### What is required
Copy out again, word for word, the lines of the entries below starting at the line containing "the dry ground." and ending at the line containing "0 544 600 800", including both of those lines.

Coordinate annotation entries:
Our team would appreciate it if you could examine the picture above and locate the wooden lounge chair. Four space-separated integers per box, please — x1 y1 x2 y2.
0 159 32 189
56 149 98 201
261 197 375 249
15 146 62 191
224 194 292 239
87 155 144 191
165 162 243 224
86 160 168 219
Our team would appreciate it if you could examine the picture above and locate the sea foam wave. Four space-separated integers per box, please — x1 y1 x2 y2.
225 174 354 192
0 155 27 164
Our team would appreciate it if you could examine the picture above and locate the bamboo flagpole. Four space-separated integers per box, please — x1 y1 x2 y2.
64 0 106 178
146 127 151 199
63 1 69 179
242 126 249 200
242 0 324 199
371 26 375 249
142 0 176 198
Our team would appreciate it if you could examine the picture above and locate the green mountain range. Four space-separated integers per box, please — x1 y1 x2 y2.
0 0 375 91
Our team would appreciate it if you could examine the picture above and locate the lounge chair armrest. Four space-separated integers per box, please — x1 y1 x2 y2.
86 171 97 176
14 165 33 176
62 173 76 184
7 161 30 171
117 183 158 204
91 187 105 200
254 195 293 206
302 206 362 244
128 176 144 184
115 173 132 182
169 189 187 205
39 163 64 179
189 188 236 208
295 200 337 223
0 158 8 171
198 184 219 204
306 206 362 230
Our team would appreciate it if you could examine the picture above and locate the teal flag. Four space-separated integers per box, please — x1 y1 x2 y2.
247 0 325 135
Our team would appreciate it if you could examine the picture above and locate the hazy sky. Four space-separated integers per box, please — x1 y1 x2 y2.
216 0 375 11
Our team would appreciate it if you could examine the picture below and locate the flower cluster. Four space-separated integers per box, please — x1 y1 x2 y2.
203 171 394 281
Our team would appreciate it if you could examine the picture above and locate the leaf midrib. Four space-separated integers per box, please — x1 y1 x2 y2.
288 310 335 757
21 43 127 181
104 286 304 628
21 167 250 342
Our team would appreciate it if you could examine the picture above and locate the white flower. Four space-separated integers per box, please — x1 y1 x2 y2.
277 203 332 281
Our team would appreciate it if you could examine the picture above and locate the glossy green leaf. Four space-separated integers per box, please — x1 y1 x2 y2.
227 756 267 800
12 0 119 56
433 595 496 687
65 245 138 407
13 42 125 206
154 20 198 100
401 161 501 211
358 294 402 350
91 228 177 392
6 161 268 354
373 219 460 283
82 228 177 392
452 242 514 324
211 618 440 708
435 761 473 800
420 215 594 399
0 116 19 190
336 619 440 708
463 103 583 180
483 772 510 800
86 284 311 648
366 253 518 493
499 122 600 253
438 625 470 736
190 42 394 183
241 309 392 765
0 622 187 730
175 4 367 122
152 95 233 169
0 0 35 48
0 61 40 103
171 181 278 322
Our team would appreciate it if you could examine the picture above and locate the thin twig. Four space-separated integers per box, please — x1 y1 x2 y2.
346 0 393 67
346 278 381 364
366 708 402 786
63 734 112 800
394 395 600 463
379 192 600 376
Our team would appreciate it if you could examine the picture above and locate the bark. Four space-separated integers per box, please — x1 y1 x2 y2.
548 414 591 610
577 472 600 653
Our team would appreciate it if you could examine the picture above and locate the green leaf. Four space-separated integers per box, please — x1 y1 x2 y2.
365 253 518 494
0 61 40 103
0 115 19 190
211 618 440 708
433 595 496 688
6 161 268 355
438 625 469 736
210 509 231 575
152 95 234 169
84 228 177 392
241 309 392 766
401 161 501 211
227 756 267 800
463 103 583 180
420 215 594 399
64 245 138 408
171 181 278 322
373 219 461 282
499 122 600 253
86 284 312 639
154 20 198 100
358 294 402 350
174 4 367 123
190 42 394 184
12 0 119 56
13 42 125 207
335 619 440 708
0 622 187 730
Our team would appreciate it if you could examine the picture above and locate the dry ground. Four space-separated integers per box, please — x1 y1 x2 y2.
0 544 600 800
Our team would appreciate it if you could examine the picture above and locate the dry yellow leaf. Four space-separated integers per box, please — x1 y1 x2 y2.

### Solution to this problem
Our team would appreciate it if you could examine the picture above and locate the dry ground. Four space-separated integers per box, please — x1 y1 x2 y2.
0 544 600 800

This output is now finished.